--- START OF SOURCE DOCUMENT ---
0

I've seen other similar questions and followed their solutions, to little improvement. I'm making a model to identify the gender of names. As training data I'm using a list of baby names found here: https://www.ssa.gov/oact/babynames/limits.html. I extracted this data to a new data frame, keeping only one instance of those names occurring more than once, and sorted randomly.

Each name string in a column was converted to a numeric array of lenght max_len and normalized by the function:

def text_to_numeric(column, max_len):
    word_characters = []
    for word in column:
        word_characters.append([c for c in word])

    letters_kept = 25
    tokenizer = tf.keras.preprocessing.text.Tokenizer(num_words=letters_kept, oov_token='<UNK>')
    tokenizer.fit_on_texts(word_characters)

    word_sequence = tokenizer.texts_to_sequences(word_characters)
    words_pre = tf.keras.preprocessing.sequence.pad_sequences(word_sequence, maxlen=max_len,padding="pre")
    words_pre = tf.keras.utils.normalize(input_data)

    return list(words_pre)

The expected output is an array of 2 element list where [1,0] means “Male” and [0,1] means “Female”. The model, where data_file contains processed names and labels, looks like this:

input_length, input_data, output_data = data_reader(data_file)
model = tf.keras.Sequential()
model.add(tf.keras.layers.Dense(100, input_dim=input_length, activation='relu'))
--- END OF SOURCE DOCUMENT ---
▶ [YOUR OBJECTIVE]:
Answer these questions about the post on classifying names by gender:
1. What value is assigned to letters_kept?
2. Which padding option is passed to pad_sequences?
3. What does the output [0,1] stand for?
--- START OF MATERIAL SHOWN ---
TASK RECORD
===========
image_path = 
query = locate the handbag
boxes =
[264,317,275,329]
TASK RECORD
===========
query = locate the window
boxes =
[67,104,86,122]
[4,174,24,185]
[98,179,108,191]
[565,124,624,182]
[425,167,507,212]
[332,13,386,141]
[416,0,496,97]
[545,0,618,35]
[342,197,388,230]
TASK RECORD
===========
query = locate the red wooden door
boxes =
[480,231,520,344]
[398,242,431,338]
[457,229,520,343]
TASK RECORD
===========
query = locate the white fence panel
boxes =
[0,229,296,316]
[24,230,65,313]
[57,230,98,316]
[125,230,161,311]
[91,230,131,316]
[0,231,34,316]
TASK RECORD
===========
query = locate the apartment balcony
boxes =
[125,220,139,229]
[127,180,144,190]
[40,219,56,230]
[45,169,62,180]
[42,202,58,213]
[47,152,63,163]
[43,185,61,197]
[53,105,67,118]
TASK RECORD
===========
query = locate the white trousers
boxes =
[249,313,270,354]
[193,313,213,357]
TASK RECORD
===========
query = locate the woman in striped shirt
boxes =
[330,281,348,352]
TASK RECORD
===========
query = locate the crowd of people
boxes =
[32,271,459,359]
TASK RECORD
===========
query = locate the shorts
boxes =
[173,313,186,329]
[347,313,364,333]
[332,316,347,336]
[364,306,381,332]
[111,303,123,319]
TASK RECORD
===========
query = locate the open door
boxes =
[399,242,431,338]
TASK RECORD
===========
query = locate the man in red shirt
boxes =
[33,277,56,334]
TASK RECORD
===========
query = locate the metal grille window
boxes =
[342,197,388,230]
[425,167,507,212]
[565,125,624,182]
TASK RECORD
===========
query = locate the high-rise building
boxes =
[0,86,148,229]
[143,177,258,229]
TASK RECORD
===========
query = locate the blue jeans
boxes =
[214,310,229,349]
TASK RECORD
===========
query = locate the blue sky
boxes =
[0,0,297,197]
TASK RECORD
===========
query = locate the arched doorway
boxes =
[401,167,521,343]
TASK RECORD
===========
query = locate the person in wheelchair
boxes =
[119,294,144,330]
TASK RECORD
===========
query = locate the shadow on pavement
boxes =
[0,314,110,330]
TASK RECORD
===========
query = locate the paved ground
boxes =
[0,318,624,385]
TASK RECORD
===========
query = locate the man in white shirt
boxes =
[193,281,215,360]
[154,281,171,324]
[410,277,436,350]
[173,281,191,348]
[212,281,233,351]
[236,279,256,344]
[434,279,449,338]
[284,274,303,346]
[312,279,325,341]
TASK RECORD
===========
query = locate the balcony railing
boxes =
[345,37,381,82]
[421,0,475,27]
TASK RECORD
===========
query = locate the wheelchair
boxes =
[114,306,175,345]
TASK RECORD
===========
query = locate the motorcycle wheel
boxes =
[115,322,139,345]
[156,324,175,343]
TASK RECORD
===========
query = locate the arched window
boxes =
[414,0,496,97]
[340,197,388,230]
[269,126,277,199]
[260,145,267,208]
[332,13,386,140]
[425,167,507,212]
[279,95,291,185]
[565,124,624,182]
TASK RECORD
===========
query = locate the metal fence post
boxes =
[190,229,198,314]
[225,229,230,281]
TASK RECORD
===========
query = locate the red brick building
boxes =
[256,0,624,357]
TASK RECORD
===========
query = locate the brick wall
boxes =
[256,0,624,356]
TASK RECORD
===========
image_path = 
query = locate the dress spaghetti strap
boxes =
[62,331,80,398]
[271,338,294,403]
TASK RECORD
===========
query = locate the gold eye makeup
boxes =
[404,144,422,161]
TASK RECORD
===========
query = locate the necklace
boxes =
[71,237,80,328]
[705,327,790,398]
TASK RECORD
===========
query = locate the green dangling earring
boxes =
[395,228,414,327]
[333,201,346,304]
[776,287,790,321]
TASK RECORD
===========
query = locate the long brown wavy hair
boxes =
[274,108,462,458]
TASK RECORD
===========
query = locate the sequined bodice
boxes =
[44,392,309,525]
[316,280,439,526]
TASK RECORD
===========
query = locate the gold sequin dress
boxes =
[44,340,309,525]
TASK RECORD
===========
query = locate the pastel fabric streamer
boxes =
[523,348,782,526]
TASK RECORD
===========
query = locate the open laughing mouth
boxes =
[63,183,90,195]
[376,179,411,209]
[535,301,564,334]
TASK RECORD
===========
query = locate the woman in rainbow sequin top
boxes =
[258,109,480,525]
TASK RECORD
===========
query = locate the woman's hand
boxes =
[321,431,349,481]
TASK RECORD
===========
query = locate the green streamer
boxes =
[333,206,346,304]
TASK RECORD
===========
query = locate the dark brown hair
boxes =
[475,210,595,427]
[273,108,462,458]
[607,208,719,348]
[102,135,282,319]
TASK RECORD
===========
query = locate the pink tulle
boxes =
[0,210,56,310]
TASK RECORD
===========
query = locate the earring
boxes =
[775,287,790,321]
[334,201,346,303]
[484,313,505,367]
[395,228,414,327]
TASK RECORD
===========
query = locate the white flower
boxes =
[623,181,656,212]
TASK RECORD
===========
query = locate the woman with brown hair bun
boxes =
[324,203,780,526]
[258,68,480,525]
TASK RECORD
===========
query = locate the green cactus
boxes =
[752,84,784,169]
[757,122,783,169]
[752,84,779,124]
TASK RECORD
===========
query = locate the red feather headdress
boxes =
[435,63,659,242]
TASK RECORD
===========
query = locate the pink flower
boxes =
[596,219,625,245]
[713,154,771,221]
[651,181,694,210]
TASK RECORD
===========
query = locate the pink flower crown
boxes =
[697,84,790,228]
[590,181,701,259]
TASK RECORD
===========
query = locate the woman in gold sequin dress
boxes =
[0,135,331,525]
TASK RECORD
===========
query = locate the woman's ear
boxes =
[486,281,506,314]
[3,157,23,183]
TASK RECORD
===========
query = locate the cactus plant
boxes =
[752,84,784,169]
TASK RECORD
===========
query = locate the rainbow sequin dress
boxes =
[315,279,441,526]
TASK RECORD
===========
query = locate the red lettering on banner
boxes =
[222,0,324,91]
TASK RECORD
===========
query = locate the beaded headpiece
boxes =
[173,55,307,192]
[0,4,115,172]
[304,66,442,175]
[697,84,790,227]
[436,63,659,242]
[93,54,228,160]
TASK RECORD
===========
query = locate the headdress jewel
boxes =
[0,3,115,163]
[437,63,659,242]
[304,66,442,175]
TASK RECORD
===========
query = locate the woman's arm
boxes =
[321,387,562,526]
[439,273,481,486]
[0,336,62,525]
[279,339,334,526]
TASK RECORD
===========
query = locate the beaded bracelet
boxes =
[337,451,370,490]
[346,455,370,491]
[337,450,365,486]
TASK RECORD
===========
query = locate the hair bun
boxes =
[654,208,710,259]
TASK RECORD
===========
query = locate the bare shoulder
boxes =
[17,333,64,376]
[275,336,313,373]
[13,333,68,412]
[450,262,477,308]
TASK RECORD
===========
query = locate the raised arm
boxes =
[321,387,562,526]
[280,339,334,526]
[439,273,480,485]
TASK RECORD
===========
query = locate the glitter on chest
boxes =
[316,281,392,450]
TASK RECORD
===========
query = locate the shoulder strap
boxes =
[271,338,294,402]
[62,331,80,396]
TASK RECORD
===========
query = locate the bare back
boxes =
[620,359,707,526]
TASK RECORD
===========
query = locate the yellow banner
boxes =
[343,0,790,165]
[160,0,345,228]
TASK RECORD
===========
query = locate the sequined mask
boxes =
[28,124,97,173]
--- END OF MATERIAL SHOWN ---
--- START OF MATERIAL SHOWN ---
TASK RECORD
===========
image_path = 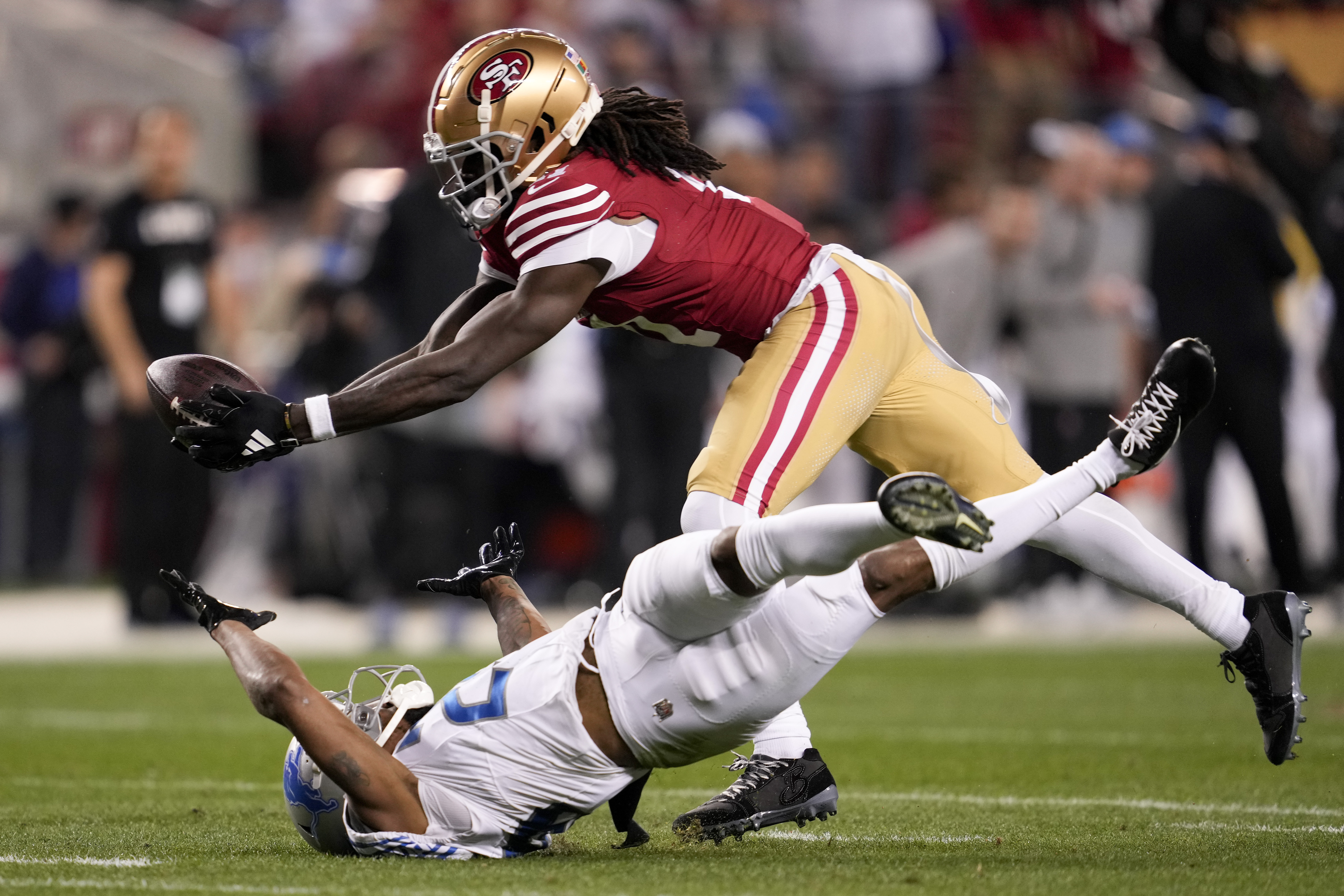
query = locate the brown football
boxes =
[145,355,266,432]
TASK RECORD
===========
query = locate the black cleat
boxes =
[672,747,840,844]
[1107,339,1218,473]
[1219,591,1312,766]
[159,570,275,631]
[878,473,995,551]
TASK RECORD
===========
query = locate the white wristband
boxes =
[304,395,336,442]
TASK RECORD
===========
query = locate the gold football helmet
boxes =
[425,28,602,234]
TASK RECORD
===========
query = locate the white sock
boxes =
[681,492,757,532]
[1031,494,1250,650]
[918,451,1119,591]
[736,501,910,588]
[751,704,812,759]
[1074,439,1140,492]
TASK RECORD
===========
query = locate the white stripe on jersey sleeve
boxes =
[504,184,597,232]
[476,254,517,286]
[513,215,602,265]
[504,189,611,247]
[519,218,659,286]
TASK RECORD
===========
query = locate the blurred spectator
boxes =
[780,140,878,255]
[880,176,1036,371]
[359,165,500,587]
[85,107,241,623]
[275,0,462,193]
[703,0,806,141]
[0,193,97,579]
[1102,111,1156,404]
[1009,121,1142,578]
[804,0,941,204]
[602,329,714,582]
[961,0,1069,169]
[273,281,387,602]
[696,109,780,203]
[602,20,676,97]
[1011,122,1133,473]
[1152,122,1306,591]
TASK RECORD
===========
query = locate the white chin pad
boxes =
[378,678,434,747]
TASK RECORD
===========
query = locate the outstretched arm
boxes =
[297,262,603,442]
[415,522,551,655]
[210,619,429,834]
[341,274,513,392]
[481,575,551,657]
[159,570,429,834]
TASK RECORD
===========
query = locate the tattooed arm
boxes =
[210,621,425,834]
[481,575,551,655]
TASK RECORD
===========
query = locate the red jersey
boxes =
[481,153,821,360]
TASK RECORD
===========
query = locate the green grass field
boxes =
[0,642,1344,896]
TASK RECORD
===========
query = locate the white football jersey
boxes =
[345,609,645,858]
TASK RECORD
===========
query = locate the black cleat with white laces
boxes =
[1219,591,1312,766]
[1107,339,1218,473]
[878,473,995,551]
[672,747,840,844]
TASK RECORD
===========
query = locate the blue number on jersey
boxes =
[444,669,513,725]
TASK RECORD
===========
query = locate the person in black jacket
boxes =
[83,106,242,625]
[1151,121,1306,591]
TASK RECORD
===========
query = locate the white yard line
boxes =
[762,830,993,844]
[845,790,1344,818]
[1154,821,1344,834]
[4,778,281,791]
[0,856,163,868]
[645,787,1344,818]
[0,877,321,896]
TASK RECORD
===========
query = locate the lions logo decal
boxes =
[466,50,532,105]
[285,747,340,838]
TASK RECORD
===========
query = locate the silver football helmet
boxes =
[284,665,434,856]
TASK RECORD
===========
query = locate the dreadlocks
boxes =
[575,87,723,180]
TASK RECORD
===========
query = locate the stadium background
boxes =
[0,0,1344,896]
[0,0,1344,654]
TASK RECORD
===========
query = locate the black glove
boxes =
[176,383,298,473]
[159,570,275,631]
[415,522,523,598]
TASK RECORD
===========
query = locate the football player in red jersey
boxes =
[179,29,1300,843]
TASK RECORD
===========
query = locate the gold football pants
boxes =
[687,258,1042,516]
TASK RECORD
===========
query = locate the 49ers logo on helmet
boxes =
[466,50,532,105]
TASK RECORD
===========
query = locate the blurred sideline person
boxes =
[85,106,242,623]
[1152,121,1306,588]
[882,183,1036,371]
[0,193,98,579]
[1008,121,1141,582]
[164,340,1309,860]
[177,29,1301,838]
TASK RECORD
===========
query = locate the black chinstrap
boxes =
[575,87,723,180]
--- END OF MATERIAL SHOWN ---
▶ [WRITTEN REPLY]:
1. 25
2. "pre"
3. "Female"